Stored dataset items
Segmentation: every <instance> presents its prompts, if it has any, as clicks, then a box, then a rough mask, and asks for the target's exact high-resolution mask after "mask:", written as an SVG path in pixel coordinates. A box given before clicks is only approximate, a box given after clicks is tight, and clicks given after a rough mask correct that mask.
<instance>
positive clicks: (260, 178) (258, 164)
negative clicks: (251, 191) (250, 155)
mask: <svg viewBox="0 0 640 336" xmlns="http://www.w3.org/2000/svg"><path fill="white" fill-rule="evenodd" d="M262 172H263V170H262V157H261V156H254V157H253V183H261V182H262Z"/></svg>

▶ [Problem to solve]
Up to and including the line with "positive clicks: (260, 178) (258, 164)", repeat the data exactly, starting from its first line; nothing else belongs in the response.

▶ [Written response]
Segmentation: every <instance> presents its prompts, if it has any, as clicks, then a box, then a rough mask, and asks for the target's exact high-resolution mask after "mask:", written as an SVG path in pixel coordinates. A box given before clicks is only approximate, a box given after clicks is tight, and clicks given after a rough mask correct that mask.
<instance>
positive clicks: (260, 178) (258, 164)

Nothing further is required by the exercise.